Problem description:
Only the lines from the one with "[13, 276, 163, 335]" to the end of the data below should be given again, exactly as written.

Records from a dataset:
^^^^

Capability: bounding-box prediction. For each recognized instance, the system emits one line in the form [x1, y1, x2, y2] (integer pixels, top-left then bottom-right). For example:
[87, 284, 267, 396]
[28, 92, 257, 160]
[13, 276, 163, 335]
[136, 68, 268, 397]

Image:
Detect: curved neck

^^^^

Answer space:
[13, 276, 163, 335]
[136, 68, 268, 397]

Image:
Detect: curved neck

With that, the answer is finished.